## Data for the task
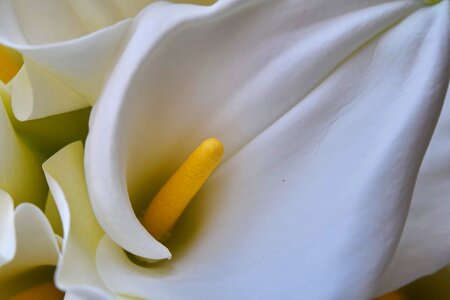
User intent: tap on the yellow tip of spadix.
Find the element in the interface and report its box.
[0,45,23,83]
[142,138,223,241]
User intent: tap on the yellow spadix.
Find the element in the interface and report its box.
[142,138,223,241]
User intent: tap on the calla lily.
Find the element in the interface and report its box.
[0,0,214,121]
[85,0,450,299]
[0,0,154,120]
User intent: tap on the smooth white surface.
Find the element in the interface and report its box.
[85,1,449,299]
[0,0,151,120]
[0,203,59,298]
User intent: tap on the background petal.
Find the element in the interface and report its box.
[0,82,47,207]
[0,0,151,120]
[0,203,59,299]
[0,190,16,267]
[43,142,110,296]
[89,1,449,299]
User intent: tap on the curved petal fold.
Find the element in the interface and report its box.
[0,203,59,299]
[86,1,419,259]
[0,82,47,207]
[85,1,449,299]
[43,142,109,296]
[0,0,151,120]
[0,190,16,268]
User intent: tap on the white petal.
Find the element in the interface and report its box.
[89,1,449,299]
[0,0,151,120]
[43,142,109,290]
[86,1,414,259]
[0,190,16,268]
[0,83,47,206]
[0,203,59,299]
[378,85,450,294]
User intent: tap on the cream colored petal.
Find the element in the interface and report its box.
[0,190,16,271]
[0,83,47,207]
[12,59,89,121]
[0,203,59,299]
[89,1,450,300]
[44,192,64,237]
[43,142,110,296]
[0,0,150,120]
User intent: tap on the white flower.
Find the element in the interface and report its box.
[85,0,450,299]
[0,0,155,121]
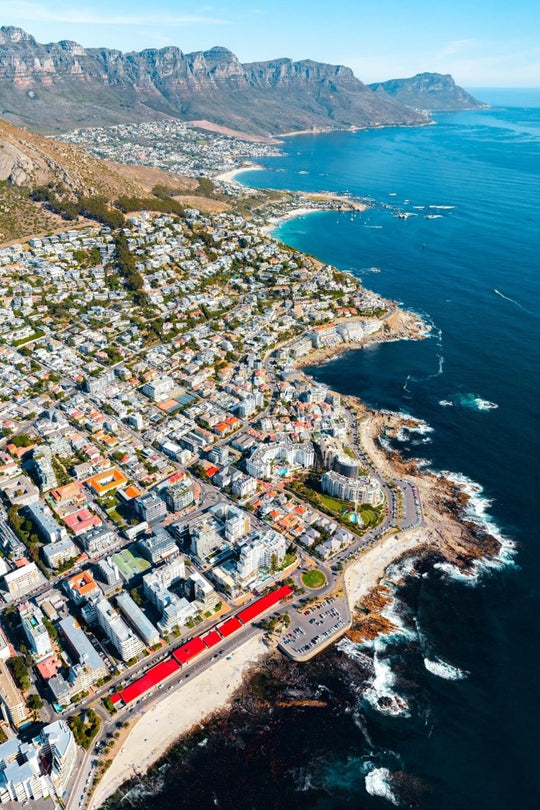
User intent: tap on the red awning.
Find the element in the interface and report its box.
[173,636,207,664]
[116,658,180,703]
[202,630,221,647]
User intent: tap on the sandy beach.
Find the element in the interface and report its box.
[214,163,264,183]
[93,633,268,810]
[261,208,323,236]
[344,528,429,610]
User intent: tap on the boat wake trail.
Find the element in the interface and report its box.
[493,290,529,312]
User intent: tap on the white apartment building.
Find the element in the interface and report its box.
[95,598,144,661]
[321,470,384,506]
[19,602,53,659]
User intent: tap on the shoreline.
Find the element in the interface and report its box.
[88,308,506,810]
[93,633,269,810]
[88,156,504,810]
[213,163,266,185]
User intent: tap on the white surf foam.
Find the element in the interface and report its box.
[364,639,410,717]
[458,394,499,411]
[435,471,517,584]
[365,768,399,807]
[424,658,468,681]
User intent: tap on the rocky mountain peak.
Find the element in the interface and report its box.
[0,25,37,45]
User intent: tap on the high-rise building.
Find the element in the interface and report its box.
[95,598,144,661]
[19,602,53,659]
[116,591,159,647]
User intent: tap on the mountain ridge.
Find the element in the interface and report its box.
[368,72,488,111]
[0,26,428,136]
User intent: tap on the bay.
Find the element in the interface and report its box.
[105,96,540,810]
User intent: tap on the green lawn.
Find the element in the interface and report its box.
[302,568,326,588]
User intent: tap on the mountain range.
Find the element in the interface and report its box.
[368,73,488,112]
[0,26,486,136]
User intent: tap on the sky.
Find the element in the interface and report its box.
[4,0,540,87]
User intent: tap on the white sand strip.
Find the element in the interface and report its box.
[93,634,268,810]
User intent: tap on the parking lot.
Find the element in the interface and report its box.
[279,597,350,658]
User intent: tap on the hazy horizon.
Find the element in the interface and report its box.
[2,0,540,89]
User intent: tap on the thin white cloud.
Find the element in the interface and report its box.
[2,0,230,26]
[438,39,480,57]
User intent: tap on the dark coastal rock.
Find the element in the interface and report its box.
[0,27,427,135]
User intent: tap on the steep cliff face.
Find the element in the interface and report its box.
[0,27,426,135]
[369,73,488,110]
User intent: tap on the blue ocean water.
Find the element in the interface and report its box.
[242,99,540,810]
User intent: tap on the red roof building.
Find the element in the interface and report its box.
[202,630,221,648]
[218,616,242,638]
[116,658,180,704]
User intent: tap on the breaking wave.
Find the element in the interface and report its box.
[424,658,468,681]
[458,394,499,411]
[365,768,399,807]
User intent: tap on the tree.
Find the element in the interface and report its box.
[8,656,30,692]
[26,693,43,711]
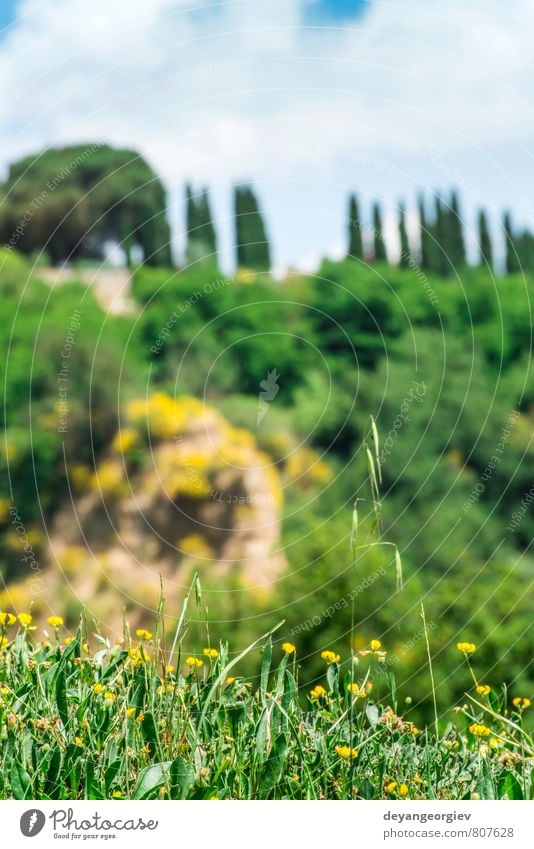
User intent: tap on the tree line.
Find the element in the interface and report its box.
[0,143,534,277]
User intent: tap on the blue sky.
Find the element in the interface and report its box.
[0,0,18,35]
[0,0,534,268]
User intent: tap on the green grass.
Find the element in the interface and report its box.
[0,616,534,800]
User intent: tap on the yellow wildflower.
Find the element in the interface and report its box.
[456,643,477,655]
[469,722,491,737]
[310,684,326,702]
[336,746,358,760]
[17,613,33,628]
[321,651,340,663]
[0,613,17,625]
[202,648,219,660]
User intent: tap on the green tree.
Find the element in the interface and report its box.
[373,203,387,262]
[0,144,171,266]
[503,212,521,274]
[478,209,493,268]
[234,185,271,271]
[185,185,217,264]
[399,203,410,268]
[447,191,466,271]
[348,194,363,259]
[417,195,434,271]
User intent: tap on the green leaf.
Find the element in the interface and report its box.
[477,759,495,799]
[260,637,273,696]
[44,746,62,799]
[56,669,69,728]
[365,704,379,728]
[256,707,270,760]
[132,761,172,799]
[170,756,195,799]
[499,772,524,801]
[85,758,102,799]
[141,712,159,755]
[258,734,288,799]
[9,761,31,799]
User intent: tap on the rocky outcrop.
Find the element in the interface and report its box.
[17,394,285,629]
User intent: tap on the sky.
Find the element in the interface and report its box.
[0,0,534,270]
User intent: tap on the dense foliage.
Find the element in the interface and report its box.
[0,612,534,800]
[0,144,171,266]
[0,209,534,717]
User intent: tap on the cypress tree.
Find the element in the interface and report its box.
[185,185,217,263]
[234,186,271,271]
[515,230,534,271]
[431,194,450,277]
[348,195,363,259]
[373,203,387,262]
[447,191,466,269]
[478,209,493,269]
[417,195,433,271]
[503,212,521,274]
[399,203,411,268]
[198,189,217,260]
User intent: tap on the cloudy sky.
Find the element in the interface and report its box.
[0,0,534,268]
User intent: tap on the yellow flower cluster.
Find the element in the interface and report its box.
[359,640,387,660]
[512,696,531,710]
[310,684,326,702]
[336,746,358,760]
[91,460,128,498]
[456,643,477,655]
[126,392,205,439]
[384,776,412,796]
[17,613,33,628]
[469,722,491,737]
[321,650,341,663]
[347,681,367,699]
[0,613,17,626]
[201,648,219,662]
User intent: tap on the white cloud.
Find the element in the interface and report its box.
[0,0,534,260]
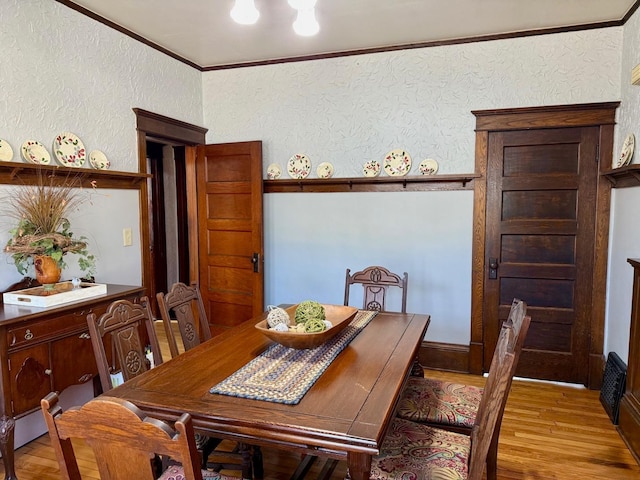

## Exercise
Please rewrite the lines from the one containing "User intent: tap on the white surf foam." through the one containing "[0,25,37,45]", putting "sea foam" in place of "surf foam" and leaving everything else as it is.

## Exercise response
User intent: tap on the white sea foam.
Find the element in the interface and report its box.
[364,639,410,717]
[458,394,499,411]
[435,471,517,584]
[365,768,399,807]
[424,658,468,681]
User intent: tap on the rocky mountain peak.
Find the element in the interface and report its box.
[0,25,37,45]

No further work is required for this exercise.